> [Goal]: Could you copy out, word for word, everything from the line containing "One point belongs to each instance of the reef" down to the end of the entries, including both of those ends?

> [Source data]:
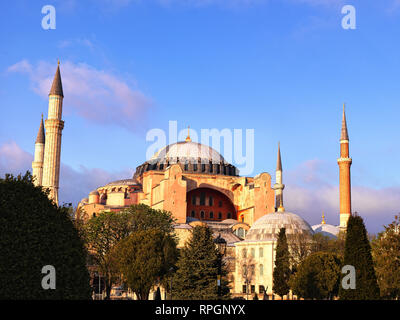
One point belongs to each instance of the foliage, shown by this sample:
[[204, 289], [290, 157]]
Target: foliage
[[143, 258], [35, 233], [196, 277], [386, 254], [358, 254], [105, 230], [282, 271], [317, 276]]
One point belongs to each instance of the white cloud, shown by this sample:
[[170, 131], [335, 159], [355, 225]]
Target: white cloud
[[309, 192], [96, 95]]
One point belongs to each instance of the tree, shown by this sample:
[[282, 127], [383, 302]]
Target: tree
[[282, 271], [196, 276], [386, 255], [358, 254], [102, 233], [157, 294], [143, 258], [36, 233], [317, 276], [247, 270]]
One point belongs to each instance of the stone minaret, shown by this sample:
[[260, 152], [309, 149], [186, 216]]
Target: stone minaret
[[344, 175], [54, 126], [37, 164], [278, 186]]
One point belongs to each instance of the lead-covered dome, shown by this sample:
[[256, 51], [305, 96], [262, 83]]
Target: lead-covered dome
[[267, 227], [192, 157], [187, 151]]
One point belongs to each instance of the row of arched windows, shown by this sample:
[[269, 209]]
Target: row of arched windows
[[210, 215]]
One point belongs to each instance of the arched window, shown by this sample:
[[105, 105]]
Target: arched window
[[240, 233]]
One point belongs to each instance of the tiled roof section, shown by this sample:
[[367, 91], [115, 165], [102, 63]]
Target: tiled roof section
[[56, 87], [40, 137], [344, 135]]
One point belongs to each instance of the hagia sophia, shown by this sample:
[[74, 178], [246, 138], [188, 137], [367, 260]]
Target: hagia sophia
[[198, 186]]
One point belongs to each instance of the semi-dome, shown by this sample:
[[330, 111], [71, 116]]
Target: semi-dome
[[326, 230], [268, 226]]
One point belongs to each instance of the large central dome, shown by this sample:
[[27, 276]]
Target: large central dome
[[192, 157], [187, 151]]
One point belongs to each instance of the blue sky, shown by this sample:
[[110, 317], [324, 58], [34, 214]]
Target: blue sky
[[280, 67]]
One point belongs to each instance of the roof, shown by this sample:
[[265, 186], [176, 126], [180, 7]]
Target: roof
[[122, 182], [326, 230], [268, 226], [187, 150], [56, 87]]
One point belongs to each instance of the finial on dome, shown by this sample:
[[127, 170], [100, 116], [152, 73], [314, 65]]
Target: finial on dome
[[188, 137]]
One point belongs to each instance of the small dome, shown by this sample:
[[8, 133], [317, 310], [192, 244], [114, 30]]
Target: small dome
[[268, 226], [326, 230]]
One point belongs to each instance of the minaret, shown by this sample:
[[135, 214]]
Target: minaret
[[278, 186], [344, 175], [37, 164], [54, 126]]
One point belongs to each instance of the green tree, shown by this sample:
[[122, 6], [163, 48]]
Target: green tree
[[34, 233], [358, 254], [282, 271], [196, 276], [386, 255], [317, 276], [102, 233], [144, 257], [105, 230]]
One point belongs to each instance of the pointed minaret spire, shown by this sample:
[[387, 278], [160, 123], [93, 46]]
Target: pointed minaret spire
[[40, 137], [344, 163], [279, 186], [188, 137], [54, 126], [279, 161], [344, 135], [56, 87], [323, 218]]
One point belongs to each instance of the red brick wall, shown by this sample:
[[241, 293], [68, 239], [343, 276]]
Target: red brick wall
[[217, 199]]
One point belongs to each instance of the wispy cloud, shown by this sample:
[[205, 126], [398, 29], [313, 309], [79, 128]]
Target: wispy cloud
[[309, 192], [96, 95]]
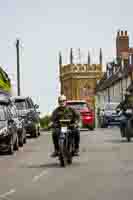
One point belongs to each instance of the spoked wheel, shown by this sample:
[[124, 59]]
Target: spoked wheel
[[62, 156], [11, 148], [70, 154]]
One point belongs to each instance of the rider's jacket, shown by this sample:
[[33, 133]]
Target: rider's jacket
[[65, 113]]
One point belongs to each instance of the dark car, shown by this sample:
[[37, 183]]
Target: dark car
[[8, 129], [27, 110], [109, 115], [86, 113]]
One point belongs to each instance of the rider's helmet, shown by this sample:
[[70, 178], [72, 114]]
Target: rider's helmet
[[62, 100]]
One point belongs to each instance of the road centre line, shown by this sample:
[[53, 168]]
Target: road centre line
[[36, 178], [7, 193]]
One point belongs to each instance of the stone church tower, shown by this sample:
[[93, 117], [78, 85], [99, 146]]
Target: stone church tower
[[78, 81]]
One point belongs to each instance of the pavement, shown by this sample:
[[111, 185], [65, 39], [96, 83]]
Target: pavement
[[104, 170]]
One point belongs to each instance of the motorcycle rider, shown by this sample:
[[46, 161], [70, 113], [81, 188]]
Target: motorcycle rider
[[61, 112]]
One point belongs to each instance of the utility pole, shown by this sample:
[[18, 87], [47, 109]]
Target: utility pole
[[18, 68]]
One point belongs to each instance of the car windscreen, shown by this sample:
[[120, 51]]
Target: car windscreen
[[77, 105], [2, 114], [21, 105], [111, 106]]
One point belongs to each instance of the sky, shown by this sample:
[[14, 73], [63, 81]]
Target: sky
[[45, 27]]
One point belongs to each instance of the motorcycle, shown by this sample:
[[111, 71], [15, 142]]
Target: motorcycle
[[126, 125], [66, 143]]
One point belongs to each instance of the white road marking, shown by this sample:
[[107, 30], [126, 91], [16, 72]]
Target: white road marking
[[7, 193], [36, 178]]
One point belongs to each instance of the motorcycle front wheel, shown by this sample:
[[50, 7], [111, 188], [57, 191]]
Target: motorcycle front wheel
[[62, 156]]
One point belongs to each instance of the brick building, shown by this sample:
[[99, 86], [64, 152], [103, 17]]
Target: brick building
[[78, 81]]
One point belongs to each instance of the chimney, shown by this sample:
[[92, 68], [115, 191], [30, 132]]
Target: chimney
[[125, 33]]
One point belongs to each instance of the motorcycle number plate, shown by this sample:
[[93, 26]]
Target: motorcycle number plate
[[63, 129]]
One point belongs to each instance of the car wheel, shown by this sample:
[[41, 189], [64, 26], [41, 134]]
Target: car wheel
[[16, 145], [11, 148]]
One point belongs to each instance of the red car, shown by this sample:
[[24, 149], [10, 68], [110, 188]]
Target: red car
[[86, 113]]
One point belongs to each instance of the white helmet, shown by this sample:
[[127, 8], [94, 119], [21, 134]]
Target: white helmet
[[62, 98]]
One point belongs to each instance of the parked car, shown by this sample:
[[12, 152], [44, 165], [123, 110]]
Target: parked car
[[8, 128], [86, 113], [108, 115], [19, 123], [28, 110]]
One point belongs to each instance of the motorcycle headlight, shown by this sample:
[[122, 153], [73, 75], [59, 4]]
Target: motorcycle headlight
[[4, 131]]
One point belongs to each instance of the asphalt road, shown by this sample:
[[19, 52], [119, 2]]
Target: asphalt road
[[104, 170]]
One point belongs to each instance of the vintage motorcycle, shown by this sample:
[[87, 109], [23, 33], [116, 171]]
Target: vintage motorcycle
[[66, 142]]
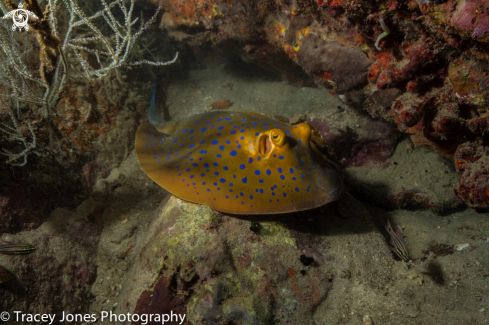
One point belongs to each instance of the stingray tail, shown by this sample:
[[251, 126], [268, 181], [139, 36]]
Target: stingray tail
[[154, 115]]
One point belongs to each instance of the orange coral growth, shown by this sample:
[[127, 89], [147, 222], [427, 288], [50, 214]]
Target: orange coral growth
[[222, 105], [460, 163], [411, 86], [373, 72]]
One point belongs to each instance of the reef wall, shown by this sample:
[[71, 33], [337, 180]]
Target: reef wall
[[422, 65]]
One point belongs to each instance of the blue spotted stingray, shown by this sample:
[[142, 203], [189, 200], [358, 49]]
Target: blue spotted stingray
[[238, 163]]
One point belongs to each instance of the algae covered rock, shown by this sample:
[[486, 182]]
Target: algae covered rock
[[217, 269]]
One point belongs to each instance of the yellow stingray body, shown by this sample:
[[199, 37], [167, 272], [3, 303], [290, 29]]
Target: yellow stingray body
[[238, 163]]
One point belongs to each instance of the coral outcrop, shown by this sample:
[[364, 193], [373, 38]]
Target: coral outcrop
[[421, 65]]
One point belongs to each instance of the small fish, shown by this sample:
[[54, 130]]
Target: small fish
[[397, 244], [16, 249]]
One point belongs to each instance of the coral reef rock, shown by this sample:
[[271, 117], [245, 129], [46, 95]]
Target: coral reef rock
[[216, 269]]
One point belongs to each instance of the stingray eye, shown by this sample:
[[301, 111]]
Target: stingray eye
[[277, 137]]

> [Response]:
One point belongs to each instance of the reef wall, shown by this sample:
[[71, 33], [337, 180]]
Target: reef wall
[[422, 65]]
One point belongs to each instance of the blue spotted stingray, shown by this sample:
[[142, 203], [189, 200], [358, 49]]
Target: blue spotted stingray
[[238, 163]]
One point belongs to each instance of the algae covered rock, shown by this sample:
[[486, 182]]
Target: algae covered rock
[[217, 269]]
One point belongs to each instance of the yellow stingray body, shown by this sample:
[[199, 37], [167, 272], [3, 303], [290, 29]]
Target: yellow stingray body
[[238, 163]]
One point belongs to each instance of the coral outcrop, shown by this sample:
[[364, 193], [373, 38]]
Target: coral outcrop
[[421, 65]]
One point belongs to each instance of the small fish, shown by this sample:
[[54, 130]]
Target: small fish
[[397, 244], [16, 249]]
One point belongs to each instance of the coral reef rock, shown by this sample:
[[271, 117], [245, 129], [46, 95]]
Target: coral reef rock
[[216, 269]]
One point belongs to each instance of the stingray eye, shown by this sample:
[[301, 111]]
Target: stingray eye
[[277, 137]]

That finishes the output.